SET EXERCISE: Render the entries below as a numbered list, leaving out any blank lines.
(begin)
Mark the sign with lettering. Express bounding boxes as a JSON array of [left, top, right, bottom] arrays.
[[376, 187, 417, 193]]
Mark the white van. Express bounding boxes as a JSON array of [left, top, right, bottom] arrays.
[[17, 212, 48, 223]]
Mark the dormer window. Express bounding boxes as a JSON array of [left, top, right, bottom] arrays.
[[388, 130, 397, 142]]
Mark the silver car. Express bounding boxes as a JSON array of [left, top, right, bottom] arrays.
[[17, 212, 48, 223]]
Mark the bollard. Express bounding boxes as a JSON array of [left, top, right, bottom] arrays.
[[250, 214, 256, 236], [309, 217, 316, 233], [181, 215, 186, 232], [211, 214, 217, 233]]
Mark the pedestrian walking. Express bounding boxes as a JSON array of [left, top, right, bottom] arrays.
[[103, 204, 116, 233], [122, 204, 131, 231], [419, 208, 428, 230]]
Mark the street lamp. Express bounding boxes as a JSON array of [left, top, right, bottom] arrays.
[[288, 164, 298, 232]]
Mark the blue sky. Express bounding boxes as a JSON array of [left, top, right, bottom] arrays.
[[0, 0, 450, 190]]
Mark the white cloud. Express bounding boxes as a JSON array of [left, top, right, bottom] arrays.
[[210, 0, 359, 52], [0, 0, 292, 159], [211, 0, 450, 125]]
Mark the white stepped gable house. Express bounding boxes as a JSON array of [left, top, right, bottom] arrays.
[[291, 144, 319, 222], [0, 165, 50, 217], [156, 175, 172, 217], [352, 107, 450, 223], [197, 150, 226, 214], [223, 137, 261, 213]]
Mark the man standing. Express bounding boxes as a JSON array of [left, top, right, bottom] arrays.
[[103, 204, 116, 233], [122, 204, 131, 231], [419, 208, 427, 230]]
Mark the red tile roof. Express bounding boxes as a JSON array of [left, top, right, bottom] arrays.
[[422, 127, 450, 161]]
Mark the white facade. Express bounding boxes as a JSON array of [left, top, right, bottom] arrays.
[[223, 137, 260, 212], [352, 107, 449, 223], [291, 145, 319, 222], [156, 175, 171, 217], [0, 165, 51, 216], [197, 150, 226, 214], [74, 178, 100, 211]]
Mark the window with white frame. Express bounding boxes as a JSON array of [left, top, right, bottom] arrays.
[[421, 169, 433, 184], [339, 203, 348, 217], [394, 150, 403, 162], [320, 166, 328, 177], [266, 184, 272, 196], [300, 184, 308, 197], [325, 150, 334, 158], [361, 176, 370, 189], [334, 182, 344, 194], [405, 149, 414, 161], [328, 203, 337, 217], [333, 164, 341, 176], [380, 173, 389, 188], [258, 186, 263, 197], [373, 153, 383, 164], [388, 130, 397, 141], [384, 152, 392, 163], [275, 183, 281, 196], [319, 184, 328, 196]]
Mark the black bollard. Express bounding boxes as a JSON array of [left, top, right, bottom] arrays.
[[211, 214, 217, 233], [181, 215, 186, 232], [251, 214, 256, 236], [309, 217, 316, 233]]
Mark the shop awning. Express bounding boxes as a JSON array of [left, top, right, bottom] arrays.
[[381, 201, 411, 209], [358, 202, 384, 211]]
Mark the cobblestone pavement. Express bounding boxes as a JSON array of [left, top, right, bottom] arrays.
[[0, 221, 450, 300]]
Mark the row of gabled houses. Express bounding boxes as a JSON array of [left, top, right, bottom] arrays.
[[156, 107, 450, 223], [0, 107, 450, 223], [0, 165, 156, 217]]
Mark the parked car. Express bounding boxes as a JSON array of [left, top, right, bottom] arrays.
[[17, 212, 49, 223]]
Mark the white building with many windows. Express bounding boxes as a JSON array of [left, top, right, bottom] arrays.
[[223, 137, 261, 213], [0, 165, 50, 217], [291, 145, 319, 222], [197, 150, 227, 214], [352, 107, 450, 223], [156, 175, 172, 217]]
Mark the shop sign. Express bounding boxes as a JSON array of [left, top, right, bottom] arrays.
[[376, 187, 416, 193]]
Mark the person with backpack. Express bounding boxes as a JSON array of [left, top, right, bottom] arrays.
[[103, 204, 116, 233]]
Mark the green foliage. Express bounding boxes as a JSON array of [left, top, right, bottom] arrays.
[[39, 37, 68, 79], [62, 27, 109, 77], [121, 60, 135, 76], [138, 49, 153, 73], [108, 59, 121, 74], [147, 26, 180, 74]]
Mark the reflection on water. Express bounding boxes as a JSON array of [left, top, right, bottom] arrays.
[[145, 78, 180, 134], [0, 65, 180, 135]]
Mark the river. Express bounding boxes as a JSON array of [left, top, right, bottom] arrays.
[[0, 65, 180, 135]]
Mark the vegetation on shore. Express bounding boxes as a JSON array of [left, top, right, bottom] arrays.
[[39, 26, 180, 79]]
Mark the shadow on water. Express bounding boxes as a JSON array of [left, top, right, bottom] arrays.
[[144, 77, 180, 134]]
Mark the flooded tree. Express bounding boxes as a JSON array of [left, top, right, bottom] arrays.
(end)
ANSWER TO THIS EXERCISE:
1. Mark the sign with lettering. Express bounding boxes as a JSON array of [left, top, right, bottom] arrays.
2. [[376, 187, 417, 193]]
3. Mark the white van. Express bounding boxes as a JSON array of [left, top, right, bottom] arrays.
4. [[17, 212, 48, 223]]
5. Mark the dormer window. Express bounding boxes as a JSON array of [left, top, right, bottom] arrays.
6. [[388, 130, 397, 142]]
7. Mark the silver car. Express bounding boxes as a JSON array of [left, top, right, bottom] arrays.
8. [[17, 212, 48, 223]]
9. Mark the bollard. Express bounding boxes as a JSON array of [left, top, right, bottom] arrays.
10. [[250, 214, 256, 236], [309, 217, 316, 233], [181, 215, 186, 232], [211, 214, 217, 233]]
11. Mark the pedestrian walking. Express bounding boxes as a JSON array of [left, top, right, bottom] arrays.
12. [[103, 204, 116, 233], [122, 204, 131, 231], [419, 208, 428, 230]]
13. Mark the street lamp. Express bounding boxes as a JSON array of [left, top, right, bottom] arrays.
14. [[288, 164, 298, 232]]
15. Mark the blue sky. Express bounding boxes as a JSON array of [left, top, right, bottom] arrays.
16. [[0, 0, 450, 190]]
17. Mark the white cloud. Express bounding boxes as a JSON array of [left, top, right, bottom] arrays.
18. [[210, 0, 359, 52], [0, 0, 292, 159], [211, 0, 450, 125]]
19. Mark the white stepped gable house. Express bounding boxes as a JSON array of [left, top, right, bottom] arrays.
20. [[291, 144, 319, 222], [0, 165, 50, 217], [156, 175, 172, 217], [352, 107, 450, 223], [197, 150, 226, 214], [223, 137, 261, 213]]
21. Mark the man standing. Express bounding boxes as a JSON array of [left, top, right, bottom] arrays.
22. [[103, 204, 116, 233], [122, 204, 131, 231], [419, 208, 427, 230]]
23. Mark the red tile roof. Express bounding boxes as a JSON array of [left, top, right, bottom] arrays.
24. [[422, 127, 450, 161]]
25. Mark the white facade. Express bounding boxes as a JSON array of [left, top, right, bottom] arrays.
26. [[223, 137, 260, 212], [352, 107, 449, 223], [291, 145, 319, 222], [156, 175, 171, 217], [0, 165, 51, 216], [197, 150, 226, 214], [74, 178, 100, 211]]
27. Mark the window with white frame. Express bounding boxes as a JSON array of [left, top, right, bottom] arrays.
28. [[421, 169, 433, 184], [339, 203, 348, 217], [394, 150, 403, 162], [320, 166, 328, 177], [266, 184, 272, 196], [300, 184, 308, 197], [325, 150, 334, 158], [361, 176, 370, 189], [334, 182, 344, 194], [405, 149, 414, 161], [328, 203, 337, 217], [333, 164, 341, 176], [380, 173, 389, 188], [258, 186, 263, 197], [373, 153, 383, 164], [388, 130, 397, 141], [384, 152, 392, 163], [275, 183, 281, 196], [319, 184, 328, 196]]
29. Mark the black bollard. Express bounding boxes as a JSON array of [left, top, right, bottom] arrays.
30. [[211, 214, 217, 233], [181, 215, 186, 232], [251, 214, 256, 236], [309, 217, 316, 233]]
31. Mark the shop awning. Express bounding boxes as a JSON array of [left, top, right, bottom] arrays.
32. [[381, 201, 411, 209], [358, 202, 384, 211]]
33. Mark the cobblestone pavement. Express bounding boxes as a JSON array of [left, top, right, bottom] arrays.
34. [[0, 221, 450, 300]]
35. Mark the row of gabled houses. Express bounding boxes as a JSON array of [left, top, right, bottom] arrays.
36. [[156, 107, 450, 223], [0, 107, 450, 223], [0, 165, 156, 217]]
37. Mark the parked car. Express bounding boxes as a JSON array of [left, top, right, bottom] arrays.
38. [[17, 212, 49, 223]]
39. Mark the white building with many windows. Express bounding boxes as a JSON array of [left, top, right, bottom] arrays.
40. [[223, 137, 261, 213], [0, 165, 50, 217], [291, 145, 319, 222], [197, 150, 227, 214], [352, 107, 450, 223], [156, 175, 172, 217]]
41. Mark the shop sign. Express bounding boxes as a JSON array of [left, top, right, bottom] arrays.
42. [[376, 187, 416, 193]]
43. Mark the person with backpack. Express bounding boxes as a JSON array of [left, top, right, bottom] arrays.
44. [[103, 204, 116, 233]]
45. Mark the green foliage. Express bounding boxes as a JSON array of [left, top, right, bottom] arrays.
46. [[39, 37, 68, 79], [62, 27, 109, 77], [121, 60, 135, 76], [138, 49, 153, 73], [108, 59, 121, 74], [147, 26, 180, 74]]
47. Mark the reflection on water. Express bounding boxes as a JSON array of [left, top, right, bottom] arrays.
48. [[145, 78, 180, 134], [0, 65, 180, 135]]
49. Mark the river. Express bounding boxes as a JSON array of [left, top, right, bottom] arrays.
50. [[0, 65, 180, 135]]
51. Mark the vegetation on shore. Express bounding boxes as a JSON array of [left, top, right, bottom] arrays.
52. [[39, 26, 180, 79]]
53. Mark the shadow on water. Express bounding boxes as a JSON array of [left, top, right, bottom] arrays.
54. [[144, 77, 180, 134]]
55. Mark the flooded tree. Express bounding boxes as a JSON array of [left, top, right, bottom] arrays.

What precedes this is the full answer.